Arrange the lines of the listing as a JSON list of strings, one string per line, leaving out blank lines. Begin at the line that contains "segment --target=rearview mirror" and continue through the end of the listing.

— Start Records supplied —

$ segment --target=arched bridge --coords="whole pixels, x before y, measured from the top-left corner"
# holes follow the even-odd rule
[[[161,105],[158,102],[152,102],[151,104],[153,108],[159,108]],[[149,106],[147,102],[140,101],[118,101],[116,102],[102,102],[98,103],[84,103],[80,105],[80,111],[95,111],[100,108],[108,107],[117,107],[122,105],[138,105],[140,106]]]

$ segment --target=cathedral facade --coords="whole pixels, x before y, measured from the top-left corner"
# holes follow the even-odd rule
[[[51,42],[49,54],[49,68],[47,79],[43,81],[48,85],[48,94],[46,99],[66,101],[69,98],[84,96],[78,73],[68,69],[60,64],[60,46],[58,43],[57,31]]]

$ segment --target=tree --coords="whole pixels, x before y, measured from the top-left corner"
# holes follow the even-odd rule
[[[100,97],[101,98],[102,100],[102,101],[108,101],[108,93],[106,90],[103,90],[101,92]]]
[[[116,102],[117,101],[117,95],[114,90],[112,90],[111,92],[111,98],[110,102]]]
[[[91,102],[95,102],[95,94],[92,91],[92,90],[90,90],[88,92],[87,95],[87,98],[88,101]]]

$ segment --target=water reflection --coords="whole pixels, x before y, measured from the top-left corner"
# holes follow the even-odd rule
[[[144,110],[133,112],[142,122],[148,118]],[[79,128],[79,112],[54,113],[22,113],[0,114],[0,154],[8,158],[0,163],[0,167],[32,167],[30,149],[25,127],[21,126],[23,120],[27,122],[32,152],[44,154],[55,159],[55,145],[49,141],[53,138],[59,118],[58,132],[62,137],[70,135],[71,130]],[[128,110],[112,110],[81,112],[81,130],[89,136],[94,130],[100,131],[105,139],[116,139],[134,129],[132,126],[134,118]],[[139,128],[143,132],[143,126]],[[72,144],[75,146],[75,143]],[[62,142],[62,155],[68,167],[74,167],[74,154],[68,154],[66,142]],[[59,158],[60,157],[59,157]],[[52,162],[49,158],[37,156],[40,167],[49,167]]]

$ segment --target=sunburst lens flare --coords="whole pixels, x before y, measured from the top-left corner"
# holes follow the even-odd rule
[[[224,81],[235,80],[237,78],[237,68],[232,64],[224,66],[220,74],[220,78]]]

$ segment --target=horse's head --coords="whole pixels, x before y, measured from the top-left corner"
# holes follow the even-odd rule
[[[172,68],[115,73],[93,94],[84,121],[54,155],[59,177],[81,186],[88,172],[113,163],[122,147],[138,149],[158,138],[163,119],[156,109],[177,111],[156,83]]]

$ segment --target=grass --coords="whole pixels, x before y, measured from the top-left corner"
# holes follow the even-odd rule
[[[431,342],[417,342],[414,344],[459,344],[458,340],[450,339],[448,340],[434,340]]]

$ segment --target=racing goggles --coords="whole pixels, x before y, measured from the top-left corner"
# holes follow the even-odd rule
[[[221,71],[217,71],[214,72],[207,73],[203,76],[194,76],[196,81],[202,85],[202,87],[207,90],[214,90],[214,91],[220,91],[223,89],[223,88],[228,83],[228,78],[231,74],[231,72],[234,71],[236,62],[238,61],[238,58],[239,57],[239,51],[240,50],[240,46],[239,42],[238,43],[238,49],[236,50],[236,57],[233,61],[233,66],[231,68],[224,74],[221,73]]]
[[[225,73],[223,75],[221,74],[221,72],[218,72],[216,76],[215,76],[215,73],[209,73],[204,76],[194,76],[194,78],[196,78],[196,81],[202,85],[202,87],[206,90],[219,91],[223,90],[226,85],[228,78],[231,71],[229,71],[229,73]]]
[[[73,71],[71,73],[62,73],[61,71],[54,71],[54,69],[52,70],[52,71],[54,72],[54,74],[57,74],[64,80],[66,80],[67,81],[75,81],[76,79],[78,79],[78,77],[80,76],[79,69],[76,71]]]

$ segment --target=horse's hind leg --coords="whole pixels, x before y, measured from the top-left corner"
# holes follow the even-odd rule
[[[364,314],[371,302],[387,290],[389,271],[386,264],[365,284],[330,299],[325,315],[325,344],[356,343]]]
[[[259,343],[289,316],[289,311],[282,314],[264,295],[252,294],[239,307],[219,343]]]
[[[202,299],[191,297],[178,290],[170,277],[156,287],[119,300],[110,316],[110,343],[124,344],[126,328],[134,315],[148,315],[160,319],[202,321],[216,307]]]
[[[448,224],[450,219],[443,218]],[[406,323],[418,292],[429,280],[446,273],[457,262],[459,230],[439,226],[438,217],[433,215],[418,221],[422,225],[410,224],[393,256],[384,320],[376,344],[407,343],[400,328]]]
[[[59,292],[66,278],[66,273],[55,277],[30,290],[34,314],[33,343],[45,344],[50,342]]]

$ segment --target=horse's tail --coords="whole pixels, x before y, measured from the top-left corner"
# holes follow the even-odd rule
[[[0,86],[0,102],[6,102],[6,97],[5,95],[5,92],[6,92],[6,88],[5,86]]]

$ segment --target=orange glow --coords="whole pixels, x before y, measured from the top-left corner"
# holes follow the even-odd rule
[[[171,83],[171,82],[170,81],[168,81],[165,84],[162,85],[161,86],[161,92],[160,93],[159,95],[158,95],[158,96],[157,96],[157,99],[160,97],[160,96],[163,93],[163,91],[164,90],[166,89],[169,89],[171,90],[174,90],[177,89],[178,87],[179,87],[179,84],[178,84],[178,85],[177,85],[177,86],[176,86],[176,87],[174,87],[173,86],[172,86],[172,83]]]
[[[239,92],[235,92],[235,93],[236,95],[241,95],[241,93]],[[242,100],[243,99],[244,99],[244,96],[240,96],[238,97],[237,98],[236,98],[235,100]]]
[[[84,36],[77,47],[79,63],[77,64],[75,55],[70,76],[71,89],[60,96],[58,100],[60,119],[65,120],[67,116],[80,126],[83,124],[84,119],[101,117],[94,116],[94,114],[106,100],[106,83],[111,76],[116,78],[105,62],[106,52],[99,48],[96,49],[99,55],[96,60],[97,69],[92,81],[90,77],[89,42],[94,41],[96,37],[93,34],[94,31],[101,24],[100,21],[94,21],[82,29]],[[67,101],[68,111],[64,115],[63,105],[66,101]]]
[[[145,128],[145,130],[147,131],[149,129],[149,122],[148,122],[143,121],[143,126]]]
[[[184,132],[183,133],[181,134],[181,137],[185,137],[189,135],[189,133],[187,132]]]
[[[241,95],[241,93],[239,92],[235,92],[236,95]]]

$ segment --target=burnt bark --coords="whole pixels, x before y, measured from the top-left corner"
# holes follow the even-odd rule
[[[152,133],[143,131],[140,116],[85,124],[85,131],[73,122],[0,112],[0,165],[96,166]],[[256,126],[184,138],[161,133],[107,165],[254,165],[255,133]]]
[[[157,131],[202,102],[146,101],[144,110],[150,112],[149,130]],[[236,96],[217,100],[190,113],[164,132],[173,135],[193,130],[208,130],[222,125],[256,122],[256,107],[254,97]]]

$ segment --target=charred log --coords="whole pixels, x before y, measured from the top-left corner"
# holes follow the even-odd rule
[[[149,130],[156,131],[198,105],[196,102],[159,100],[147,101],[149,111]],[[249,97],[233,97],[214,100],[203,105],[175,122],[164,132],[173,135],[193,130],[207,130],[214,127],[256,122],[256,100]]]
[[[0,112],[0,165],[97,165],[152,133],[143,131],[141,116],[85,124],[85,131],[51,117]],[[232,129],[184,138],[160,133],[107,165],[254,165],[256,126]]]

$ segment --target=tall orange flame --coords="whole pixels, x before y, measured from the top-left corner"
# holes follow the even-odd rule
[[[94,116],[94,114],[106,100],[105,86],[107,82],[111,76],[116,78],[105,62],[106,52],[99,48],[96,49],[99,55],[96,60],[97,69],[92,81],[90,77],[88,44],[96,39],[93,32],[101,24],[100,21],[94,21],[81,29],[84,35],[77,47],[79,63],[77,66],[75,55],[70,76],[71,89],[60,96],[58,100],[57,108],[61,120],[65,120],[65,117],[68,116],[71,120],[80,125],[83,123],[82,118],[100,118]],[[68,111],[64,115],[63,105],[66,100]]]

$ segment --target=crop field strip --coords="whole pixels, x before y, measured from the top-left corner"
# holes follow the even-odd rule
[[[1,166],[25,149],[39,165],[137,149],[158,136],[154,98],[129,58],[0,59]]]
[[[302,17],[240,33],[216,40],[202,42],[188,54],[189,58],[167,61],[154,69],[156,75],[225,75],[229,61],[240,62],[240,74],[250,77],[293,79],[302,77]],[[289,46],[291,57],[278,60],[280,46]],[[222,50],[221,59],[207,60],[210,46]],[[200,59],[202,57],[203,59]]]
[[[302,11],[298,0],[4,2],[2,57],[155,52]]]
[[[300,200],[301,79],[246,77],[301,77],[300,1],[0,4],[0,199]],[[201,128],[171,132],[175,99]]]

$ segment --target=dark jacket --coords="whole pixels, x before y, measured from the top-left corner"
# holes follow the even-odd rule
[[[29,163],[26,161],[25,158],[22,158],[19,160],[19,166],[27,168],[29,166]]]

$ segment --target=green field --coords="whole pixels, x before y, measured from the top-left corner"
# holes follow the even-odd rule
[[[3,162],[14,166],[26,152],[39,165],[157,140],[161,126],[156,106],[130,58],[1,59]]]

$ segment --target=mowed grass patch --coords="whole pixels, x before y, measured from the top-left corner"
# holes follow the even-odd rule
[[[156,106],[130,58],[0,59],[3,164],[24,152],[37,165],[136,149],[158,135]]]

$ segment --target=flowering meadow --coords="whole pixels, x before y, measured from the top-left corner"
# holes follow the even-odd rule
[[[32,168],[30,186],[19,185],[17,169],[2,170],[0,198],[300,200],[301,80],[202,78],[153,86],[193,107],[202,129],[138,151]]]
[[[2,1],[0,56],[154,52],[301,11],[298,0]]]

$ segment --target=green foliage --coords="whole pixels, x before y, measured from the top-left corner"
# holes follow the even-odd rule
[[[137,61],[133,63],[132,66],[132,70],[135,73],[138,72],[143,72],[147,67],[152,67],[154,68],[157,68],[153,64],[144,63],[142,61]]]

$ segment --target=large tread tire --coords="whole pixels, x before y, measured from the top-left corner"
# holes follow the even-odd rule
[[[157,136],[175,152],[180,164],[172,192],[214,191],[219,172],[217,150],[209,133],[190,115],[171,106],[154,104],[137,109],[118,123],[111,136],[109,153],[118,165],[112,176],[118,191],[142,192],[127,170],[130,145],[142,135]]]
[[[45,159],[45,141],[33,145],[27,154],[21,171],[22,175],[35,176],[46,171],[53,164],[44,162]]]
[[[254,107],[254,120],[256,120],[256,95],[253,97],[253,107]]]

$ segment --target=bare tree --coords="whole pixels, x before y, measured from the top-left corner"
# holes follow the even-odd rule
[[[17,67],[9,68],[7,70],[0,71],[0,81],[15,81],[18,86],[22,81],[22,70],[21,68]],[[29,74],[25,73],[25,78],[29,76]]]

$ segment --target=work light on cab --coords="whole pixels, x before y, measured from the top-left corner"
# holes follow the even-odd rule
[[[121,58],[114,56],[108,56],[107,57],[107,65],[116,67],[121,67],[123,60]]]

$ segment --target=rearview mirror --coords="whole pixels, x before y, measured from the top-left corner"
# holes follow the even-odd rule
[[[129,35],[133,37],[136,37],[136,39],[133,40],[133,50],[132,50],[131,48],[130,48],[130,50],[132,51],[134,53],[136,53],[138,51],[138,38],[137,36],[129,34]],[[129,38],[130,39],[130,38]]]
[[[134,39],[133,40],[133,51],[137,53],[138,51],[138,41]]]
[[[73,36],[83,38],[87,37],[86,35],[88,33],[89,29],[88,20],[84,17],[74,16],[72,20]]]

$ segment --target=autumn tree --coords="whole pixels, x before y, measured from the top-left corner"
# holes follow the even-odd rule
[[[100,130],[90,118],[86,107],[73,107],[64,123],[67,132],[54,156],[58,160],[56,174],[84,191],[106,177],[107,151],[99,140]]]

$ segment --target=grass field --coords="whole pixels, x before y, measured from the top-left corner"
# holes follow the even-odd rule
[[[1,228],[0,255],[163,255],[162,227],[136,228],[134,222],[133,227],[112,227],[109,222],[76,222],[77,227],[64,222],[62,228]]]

— End Records supplied —

__Result below__.
[
  "$ segment --target=rearview mirror --coords=\"whole pixels, x before y, measured from the top-left corner\"",
  "# holes follow the even-odd rule",
  "[[[129,35],[133,37],[136,37],[136,39],[133,40],[133,50],[132,50],[131,48],[130,48],[130,50],[132,51],[134,53],[136,53],[138,51],[138,38],[137,36],[129,34]],[[129,38],[130,39],[130,38]]]",
  "[[[134,39],[133,40],[133,51],[137,53],[138,51],[138,41]]]",
  "[[[73,36],[83,38],[87,37],[86,35],[88,33],[89,29],[88,20],[84,17],[74,16],[72,20]]]",
  "$ segment --target=autumn tree --coords=\"whole pixels, x before y, measured from the top-left corner\"",
  "# holes follow the even-odd rule",
  "[[[100,130],[90,118],[86,107],[73,107],[64,123],[67,132],[54,156],[58,160],[56,174],[84,191],[106,177],[107,151],[99,140]]]",
  "$ segment --target=grass field --coords=\"whole pixels, x before y, measured from the top-left corner\"",
  "# holes follow the even-odd rule",
  "[[[1,228],[0,255],[163,255],[162,227],[136,228],[134,222],[133,227],[112,227],[109,222],[76,222],[77,227],[64,222],[62,228]]]"
]